◆ **Data extract**
-*-
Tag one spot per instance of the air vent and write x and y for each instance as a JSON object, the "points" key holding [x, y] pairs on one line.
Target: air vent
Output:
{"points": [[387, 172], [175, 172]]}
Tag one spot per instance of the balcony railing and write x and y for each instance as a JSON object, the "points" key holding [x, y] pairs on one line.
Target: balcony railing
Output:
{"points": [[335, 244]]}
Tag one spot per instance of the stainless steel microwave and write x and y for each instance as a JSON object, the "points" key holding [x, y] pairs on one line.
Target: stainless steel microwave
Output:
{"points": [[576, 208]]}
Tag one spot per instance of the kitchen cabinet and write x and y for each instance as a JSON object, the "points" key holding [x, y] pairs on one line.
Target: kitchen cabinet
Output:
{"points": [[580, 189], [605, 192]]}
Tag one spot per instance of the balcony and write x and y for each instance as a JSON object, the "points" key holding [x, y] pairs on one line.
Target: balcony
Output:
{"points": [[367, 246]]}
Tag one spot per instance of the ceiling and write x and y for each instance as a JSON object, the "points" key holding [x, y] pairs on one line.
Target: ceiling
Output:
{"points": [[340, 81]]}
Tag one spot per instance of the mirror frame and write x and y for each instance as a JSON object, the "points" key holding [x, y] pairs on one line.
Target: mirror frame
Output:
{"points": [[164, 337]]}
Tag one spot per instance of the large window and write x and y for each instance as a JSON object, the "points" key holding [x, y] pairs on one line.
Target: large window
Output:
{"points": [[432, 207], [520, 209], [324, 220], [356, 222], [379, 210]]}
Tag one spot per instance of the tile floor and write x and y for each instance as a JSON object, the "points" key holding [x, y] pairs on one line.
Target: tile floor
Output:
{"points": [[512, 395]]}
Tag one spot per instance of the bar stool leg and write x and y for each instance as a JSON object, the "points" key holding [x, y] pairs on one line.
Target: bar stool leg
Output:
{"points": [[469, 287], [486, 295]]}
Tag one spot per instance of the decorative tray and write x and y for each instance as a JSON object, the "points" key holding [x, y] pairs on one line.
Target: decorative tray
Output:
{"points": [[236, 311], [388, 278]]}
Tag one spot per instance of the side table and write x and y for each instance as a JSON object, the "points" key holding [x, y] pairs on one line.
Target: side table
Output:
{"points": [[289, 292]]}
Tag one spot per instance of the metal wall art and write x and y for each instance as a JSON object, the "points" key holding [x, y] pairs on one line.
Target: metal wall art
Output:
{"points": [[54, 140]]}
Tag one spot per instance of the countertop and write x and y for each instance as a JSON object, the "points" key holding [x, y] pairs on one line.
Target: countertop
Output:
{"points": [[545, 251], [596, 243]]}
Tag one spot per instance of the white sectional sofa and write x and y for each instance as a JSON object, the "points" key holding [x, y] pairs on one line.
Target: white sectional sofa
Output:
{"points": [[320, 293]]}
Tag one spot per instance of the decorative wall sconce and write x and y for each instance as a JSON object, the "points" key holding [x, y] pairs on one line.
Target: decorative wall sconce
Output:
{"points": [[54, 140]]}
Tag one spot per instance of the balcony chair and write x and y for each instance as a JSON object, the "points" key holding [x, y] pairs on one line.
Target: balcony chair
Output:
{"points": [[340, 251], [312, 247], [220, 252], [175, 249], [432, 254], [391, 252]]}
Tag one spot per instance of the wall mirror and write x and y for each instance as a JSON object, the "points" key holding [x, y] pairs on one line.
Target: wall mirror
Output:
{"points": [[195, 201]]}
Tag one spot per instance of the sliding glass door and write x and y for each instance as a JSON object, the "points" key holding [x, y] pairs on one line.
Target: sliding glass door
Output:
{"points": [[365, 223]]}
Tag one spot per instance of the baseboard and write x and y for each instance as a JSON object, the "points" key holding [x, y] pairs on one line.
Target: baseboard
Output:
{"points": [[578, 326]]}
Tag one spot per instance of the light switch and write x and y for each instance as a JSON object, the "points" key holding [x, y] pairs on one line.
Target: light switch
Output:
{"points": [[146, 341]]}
-*-
◆ **Task prompt**
Rewrite every line, requests included, starting at the line that contains "Tag one spot per instance of the baseboard" and ending at the last line of the entries. Shift each x and y coordinate in the outputs up by 94.

◆ **Result for this task**
Tag one spot per instance of the baseboard and write x and y for each instance as a JSON object, the "points" key holding [x, y] pairs on one line.
Target: baseboard
Output:
{"points": [[672, 420]]}
Tag one spot per instance of the light switch and write x and y for each instance as a JSON object, the "points" key holding [x, y] pairs on one line.
Target: light switch
Output:
{"points": [[240, 435]]}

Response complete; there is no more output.